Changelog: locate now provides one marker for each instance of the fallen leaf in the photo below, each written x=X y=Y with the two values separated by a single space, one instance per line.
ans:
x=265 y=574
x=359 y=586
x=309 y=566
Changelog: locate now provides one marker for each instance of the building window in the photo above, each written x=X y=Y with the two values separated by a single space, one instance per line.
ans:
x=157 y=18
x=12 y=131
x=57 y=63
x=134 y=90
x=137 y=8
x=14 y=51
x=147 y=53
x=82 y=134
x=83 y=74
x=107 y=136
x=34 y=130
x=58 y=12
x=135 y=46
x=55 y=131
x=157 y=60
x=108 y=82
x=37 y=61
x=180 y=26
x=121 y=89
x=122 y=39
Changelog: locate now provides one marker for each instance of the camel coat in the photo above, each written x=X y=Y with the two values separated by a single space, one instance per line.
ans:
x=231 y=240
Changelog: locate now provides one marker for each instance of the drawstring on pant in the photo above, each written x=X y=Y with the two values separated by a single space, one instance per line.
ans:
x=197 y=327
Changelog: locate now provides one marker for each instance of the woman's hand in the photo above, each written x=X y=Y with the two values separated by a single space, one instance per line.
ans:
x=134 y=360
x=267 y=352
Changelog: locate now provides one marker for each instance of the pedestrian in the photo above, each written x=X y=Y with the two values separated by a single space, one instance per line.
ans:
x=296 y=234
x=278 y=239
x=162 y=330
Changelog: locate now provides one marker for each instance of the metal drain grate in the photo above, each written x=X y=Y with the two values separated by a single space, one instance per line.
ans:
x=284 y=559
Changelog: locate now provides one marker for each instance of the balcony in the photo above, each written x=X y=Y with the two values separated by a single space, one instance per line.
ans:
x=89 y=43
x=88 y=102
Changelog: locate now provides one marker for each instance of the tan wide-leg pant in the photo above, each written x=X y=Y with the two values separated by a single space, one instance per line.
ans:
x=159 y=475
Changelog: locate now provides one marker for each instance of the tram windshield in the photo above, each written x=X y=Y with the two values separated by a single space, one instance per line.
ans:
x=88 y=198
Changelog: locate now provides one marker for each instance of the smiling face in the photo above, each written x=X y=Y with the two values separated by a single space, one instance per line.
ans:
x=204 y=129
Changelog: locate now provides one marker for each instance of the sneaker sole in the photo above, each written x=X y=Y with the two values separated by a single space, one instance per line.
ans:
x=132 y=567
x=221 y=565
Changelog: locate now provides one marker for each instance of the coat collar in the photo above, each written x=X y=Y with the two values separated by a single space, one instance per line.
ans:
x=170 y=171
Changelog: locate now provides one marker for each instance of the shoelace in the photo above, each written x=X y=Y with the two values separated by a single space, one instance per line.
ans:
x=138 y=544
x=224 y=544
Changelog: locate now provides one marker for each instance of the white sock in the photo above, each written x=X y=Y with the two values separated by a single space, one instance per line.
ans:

* * * * * * *

# To be done
Can you repeat every item above verbatim, line for line?

# Worked answer
Changelog: locate now provides one marker for each instance of the fallen leaf in the photo below, each written x=X y=Y with the two values separated by a single space, one instance per line.
ans:
x=265 y=574
x=359 y=586
x=309 y=566
Changelog: locate now provides one marker for each instance of the building window in the photo above, each written x=X y=Y with the two values separated by a single space, one instance per line.
ans:
x=157 y=18
x=12 y=131
x=57 y=63
x=134 y=90
x=137 y=8
x=14 y=51
x=147 y=53
x=82 y=134
x=83 y=74
x=107 y=136
x=34 y=130
x=58 y=12
x=135 y=46
x=55 y=131
x=157 y=60
x=108 y=82
x=37 y=61
x=180 y=26
x=121 y=89
x=122 y=39
Changelog: locate now provides one marker for each instance of the camel coat in the photo above, each written x=X y=Y with the two values separated by a single space, one instance per line.
ans:
x=231 y=240
Changelog: locate now provides one marker for each instance of the drawstring on pant in the photo above, each written x=X y=Y with the two values separated by a single space, one instance per line.
ans:
x=197 y=327
Changelog: locate now provides one marker for each instance of the woman's hand in the photo above, each written x=X y=Y with the two values separated by a single space, one instance per line.
ans:
x=134 y=360
x=267 y=352
Changelog: locate now provides one marker for each instance of the pedestrian in the photo above, each written x=X y=Y with the two values separated by a single space, one instance per line.
ans:
x=296 y=234
x=278 y=239
x=162 y=330
Changelog: locate now provides one marker for each instance of the metal drain grate in the photo above, each written x=X y=Y with the two values separated by a single space, one instance per line.
ans:
x=284 y=559
Changelog: locate now provides one marker for each instance of the balcony in the photo above, each written x=X y=Y with the two values separated by a single space, one instance per line.
ans:
x=89 y=43
x=88 y=102
Changelog: locate now provides one marker for each instance of the tan wide-leg pant in the photo above, each written x=X y=Y with the two values separated by a single space, one instance per line.
ans:
x=159 y=475
Changelog: locate now provides one marker for each instance of the tram windshield in the photo above, each written x=X y=Y with the two values separated by a single space, one instance per line.
ans:
x=88 y=198
Changelog: locate now provides one marker for each instance of the smiling face in the photo above, each written x=X y=Y with the two values separated by a single space, one instance per line.
ans:
x=204 y=129
Changelog: locate now provides one marker for each instance of the sneaker sole in the photo above, each written x=X y=Y with the two values separated by a single space, one instance per line.
ans:
x=132 y=567
x=221 y=565
Changelog: locate now provides one marker for each instance of the coat collar in the photo above, each written x=X y=Y with the two values separated by a single space, one instance per line.
ans:
x=170 y=171
Changelog: locate now provides one marker for each instance of the shoelace in the photo above, each written x=X y=Y with the two values separated by a single space, one instance per line.
ans:
x=138 y=544
x=224 y=544
Changelog: locate now provides one marker for each instance of the white sock in the photo above, each written x=X y=Y with the two values separated by a single space, one instance per line.
ans:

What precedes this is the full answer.